REQUIREMENTS
Reproduce every row below word for word, and leave out the pictures.
== DATA FOR PROCESSING ==
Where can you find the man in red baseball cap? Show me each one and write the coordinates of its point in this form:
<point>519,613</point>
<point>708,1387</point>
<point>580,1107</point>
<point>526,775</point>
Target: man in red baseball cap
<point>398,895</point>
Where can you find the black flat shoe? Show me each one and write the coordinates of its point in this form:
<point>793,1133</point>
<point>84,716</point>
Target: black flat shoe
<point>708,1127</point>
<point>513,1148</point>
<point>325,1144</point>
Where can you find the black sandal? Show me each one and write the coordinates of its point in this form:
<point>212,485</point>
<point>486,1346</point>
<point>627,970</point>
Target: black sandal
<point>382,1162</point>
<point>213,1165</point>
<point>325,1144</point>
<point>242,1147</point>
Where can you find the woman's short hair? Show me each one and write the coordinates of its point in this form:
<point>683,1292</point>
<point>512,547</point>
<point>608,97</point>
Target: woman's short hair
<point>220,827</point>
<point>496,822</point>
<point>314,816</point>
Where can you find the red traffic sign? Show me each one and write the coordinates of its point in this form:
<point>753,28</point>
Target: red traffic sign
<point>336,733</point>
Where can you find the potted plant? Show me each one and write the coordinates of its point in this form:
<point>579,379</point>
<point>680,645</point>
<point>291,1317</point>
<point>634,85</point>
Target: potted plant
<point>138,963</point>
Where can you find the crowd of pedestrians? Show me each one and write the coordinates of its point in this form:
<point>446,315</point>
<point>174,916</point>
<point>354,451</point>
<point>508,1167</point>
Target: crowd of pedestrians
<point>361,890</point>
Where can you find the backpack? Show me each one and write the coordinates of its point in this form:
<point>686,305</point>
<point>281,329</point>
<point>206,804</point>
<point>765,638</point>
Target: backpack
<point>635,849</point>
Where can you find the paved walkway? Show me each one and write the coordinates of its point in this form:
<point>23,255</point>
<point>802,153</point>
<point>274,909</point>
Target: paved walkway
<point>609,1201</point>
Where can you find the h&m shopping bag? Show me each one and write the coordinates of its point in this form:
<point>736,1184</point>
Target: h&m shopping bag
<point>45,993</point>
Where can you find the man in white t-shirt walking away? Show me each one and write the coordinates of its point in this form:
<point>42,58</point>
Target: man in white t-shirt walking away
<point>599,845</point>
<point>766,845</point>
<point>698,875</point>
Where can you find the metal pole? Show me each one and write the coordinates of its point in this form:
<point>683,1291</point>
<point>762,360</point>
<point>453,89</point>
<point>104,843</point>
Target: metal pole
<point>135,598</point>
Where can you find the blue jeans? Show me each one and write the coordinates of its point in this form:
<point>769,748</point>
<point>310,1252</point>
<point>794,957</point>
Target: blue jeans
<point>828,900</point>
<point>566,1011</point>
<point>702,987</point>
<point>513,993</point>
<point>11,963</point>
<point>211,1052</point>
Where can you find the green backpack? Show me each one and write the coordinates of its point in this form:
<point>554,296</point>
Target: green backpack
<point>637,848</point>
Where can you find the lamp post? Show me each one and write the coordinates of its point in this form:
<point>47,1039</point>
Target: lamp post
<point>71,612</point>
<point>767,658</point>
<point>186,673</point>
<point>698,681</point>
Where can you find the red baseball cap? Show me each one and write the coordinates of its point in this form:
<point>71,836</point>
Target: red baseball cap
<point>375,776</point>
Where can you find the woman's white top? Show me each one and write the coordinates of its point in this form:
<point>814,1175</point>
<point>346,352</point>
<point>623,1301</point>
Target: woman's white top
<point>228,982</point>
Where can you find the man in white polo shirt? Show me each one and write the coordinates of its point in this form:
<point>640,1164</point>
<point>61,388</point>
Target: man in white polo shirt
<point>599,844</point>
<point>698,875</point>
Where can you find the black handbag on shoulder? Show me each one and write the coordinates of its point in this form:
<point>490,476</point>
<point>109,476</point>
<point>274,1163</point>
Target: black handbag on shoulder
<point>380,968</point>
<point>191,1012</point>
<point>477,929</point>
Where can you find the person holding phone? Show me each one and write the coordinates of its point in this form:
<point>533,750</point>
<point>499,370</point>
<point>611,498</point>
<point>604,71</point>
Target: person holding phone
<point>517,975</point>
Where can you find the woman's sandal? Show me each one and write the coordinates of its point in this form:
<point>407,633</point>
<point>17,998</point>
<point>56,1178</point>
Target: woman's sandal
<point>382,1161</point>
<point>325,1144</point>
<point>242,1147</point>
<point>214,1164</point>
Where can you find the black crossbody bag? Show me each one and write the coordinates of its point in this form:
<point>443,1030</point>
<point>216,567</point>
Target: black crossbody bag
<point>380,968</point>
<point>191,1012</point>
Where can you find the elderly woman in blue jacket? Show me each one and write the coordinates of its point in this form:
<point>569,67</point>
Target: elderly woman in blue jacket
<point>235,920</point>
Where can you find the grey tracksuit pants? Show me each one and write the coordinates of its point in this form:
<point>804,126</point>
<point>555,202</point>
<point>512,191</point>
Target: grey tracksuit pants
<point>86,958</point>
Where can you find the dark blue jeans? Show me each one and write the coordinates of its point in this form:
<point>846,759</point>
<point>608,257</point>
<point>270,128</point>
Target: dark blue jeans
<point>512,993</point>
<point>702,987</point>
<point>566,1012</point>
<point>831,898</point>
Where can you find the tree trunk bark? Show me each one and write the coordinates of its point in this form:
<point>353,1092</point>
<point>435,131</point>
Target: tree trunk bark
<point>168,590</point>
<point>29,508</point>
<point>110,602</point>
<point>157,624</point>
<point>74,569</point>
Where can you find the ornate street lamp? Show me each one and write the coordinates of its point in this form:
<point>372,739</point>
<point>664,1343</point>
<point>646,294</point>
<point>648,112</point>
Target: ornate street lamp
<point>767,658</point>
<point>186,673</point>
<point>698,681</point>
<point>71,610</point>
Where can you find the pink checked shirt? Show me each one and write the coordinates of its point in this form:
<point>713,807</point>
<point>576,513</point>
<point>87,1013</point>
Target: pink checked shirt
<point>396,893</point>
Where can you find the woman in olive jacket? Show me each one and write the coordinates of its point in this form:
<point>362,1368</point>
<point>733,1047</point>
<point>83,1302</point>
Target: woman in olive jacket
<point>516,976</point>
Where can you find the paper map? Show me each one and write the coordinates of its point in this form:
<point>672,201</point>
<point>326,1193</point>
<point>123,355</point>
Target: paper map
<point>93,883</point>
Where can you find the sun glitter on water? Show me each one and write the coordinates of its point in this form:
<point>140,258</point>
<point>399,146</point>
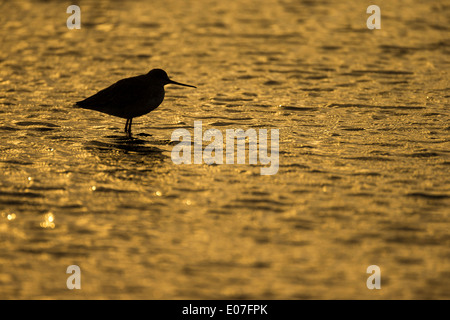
===
FINAL ANSWER
Where can you find the man in red baseball cap? Show me each one and write the coordinates of its point in this form:
<point>519,613</point>
<point>708,1387</point>
<point>580,1107</point>
<point>526,775</point>
Target: man in red baseball cap
<point>398,895</point>
Where can you find the black flat shoe? Show me each one and write the coordinates of its point in this form:
<point>793,1133</point>
<point>84,716</point>
Target: black flat shoe
<point>708,1127</point>
<point>513,1148</point>
<point>325,1144</point>
Where can you find the black sandal? Show me each one and write the coordinates of its point in this form:
<point>212,485</point>
<point>486,1346</point>
<point>627,970</point>
Target: black sandal
<point>382,1162</point>
<point>213,1165</point>
<point>325,1144</point>
<point>242,1147</point>
Where can you find the woman's short hair? Show me each one and write the coordinates of its point in this form:
<point>683,1292</point>
<point>512,547</point>
<point>608,97</point>
Target: woman's short hair
<point>220,827</point>
<point>496,822</point>
<point>314,816</point>
Where can you find the red traffic sign? Show me each one and write the coordinates of its point in this form:
<point>753,28</point>
Target: red traffic sign
<point>336,733</point>
Where can you find the potted plant? Show me each one and write the coordinates of its point in this form:
<point>579,379</point>
<point>680,645</point>
<point>291,1317</point>
<point>634,85</point>
Target: potted plant
<point>138,963</point>
Where can you find the crowd of pedestrians? Show me each one and write the coordinates of its point in this form:
<point>446,315</point>
<point>174,916</point>
<point>354,451</point>
<point>508,1167</point>
Target: crowd of pedestrians
<point>361,890</point>
Where can you find the backpack? Show me each one and write the coordinates of its point in this form:
<point>686,305</point>
<point>281,329</point>
<point>206,804</point>
<point>765,638</point>
Target: backpack
<point>635,849</point>
Where can you find the paved walkway? Show me each one and write the coordinates of its point in this form:
<point>23,255</point>
<point>802,153</point>
<point>274,909</point>
Target: paved walkway
<point>609,1201</point>
Where can you find the h&m shopping bag? Show me each one and write the coordinates of its point in this form:
<point>736,1184</point>
Target: h&m shopping bag
<point>45,993</point>
Where can you find the man in white t-shirt walking away? Show me each one and write the coordinates of its point in this form:
<point>42,58</point>
Target: man in white t-shirt walking away
<point>599,845</point>
<point>766,845</point>
<point>698,875</point>
Where can you find the metal pole? Show me each one and write the coordinates of its point in this form:
<point>683,1291</point>
<point>762,360</point>
<point>453,89</point>
<point>104,843</point>
Target: metal pole
<point>135,598</point>
Where can you find the blue jeans? Show me each one and write the coordinates of its point in this form:
<point>769,748</point>
<point>310,1252</point>
<point>794,957</point>
Target: blue jeans
<point>828,900</point>
<point>566,1011</point>
<point>702,987</point>
<point>513,993</point>
<point>11,963</point>
<point>211,1052</point>
Where can you find the green backpack? Show me each one and write the coordinates of its point in this form:
<point>554,296</point>
Target: green backpack
<point>637,848</point>
Where can you find the lamp post? Show me each one and write the coordinates of its point in this form:
<point>47,1039</point>
Target: lamp post
<point>71,612</point>
<point>767,658</point>
<point>186,673</point>
<point>698,681</point>
Where can you find the red baseball cap? Show me each one and write the coordinates of its point in this form:
<point>71,836</point>
Target: red baseball cap
<point>375,776</point>
Where can you find the woman's white top? Show me each one and write the coordinates of its point in this form:
<point>814,1175</point>
<point>346,352</point>
<point>623,1301</point>
Target: woman's white top
<point>228,982</point>
Where can you find the man in white polo shirt? Show me each one and write the coordinates of its point in this form:
<point>640,1164</point>
<point>61,388</point>
Target: man in white polo shirt
<point>599,844</point>
<point>698,875</point>
Where can you find the black handbag on shoulder? Show me each one and write the coordinates of its point in this form:
<point>490,476</point>
<point>109,476</point>
<point>274,1163</point>
Target: black handbag on shoulder
<point>380,968</point>
<point>191,1012</point>
<point>477,929</point>
Where can you find the person holding phone? Show me each one and write the coordinates of its point in this form:
<point>533,750</point>
<point>499,370</point>
<point>611,498</point>
<point>604,71</point>
Target: person holding phone
<point>517,975</point>
Where can you find the woman's sandal? Show me each one and write the coordinates of its point in this form:
<point>407,633</point>
<point>17,998</point>
<point>56,1178</point>
Target: woman's sandal
<point>382,1161</point>
<point>325,1144</point>
<point>242,1147</point>
<point>214,1164</point>
Where can you find the black crossbody bag? Show me each one and write the coordinates of its point in this form:
<point>443,1030</point>
<point>216,567</point>
Target: black crossbody bag
<point>380,968</point>
<point>191,1012</point>
Where can you find the elderly woman in blue jacket? Show me each one and write the coordinates of its point in this form:
<point>569,67</point>
Target: elderly woman in blue jacket
<point>235,920</point>
Where can you find the grey tracksuit pants? Show me each one and write the coordinates of its point in this form:
<point>804,126</point>
<point>555,202</point>
<point>512,191</point>
Target: grey tracksuit pants
<point>86,958</point>
Where can you find the dark blue jeans? Show me each one and write the coordinates of its point in this form:
<point>846,759</point>
<point>608,257</point>
<point>270,128</point>
Target: dark blue jeans
<point>512,993</point>
<point>702,987</point>
<point>566,1012</point>
<point>831,898</point>
Where can you find the tree trunk bark? Show me each one and write the coordinates of its point in this form:
<point>353,1092</point>
<point>435,131</point>
Target: tree trunk bark
<point>168,590</point>
<point>29,508</point>
<point>110,602</point>
<point>157,624</point>
<point>74,569</point>
Where can you find the ornate street lamp? Show me each one and write the coordinates of its point in this form:
<point>372,739</point>
<point>664,1343</point>
<point>646,294</point>
<point>648,112</point>
Target: ornate street lamp
<point>767,658</point>
<point>186,673</point>
<point>698,681</point>
<point>71,610</point>
Where can you find the pink checked shirt? Show me each one and write the coordinates of its point in this form:
<point>713,807</point>
<point>576,513</point>
<point>87,1013</point>
Target: pink checked shirt
<point>396,893</point>
Where can you find the woman in olive jacket? Show me each one and write the coordinates of its point in this form:
<point>362,1368</point>
<point>733,1047</point>
<point>83,1302</point>
Target: woman in olive jacket
<point>516,976</point>
Where can you find the paper map? Show me each one and write the coordinates of its point in this form:
<point>672,201</point>
<point>326,1193</point>
<point>123,355</point>
Target: paper map
<point>93,883</point>
Where can you find the sun glitter on water? Show me each one and write the coordinates of its point in this form:
<point>140,258</point>
<point>399,146</point>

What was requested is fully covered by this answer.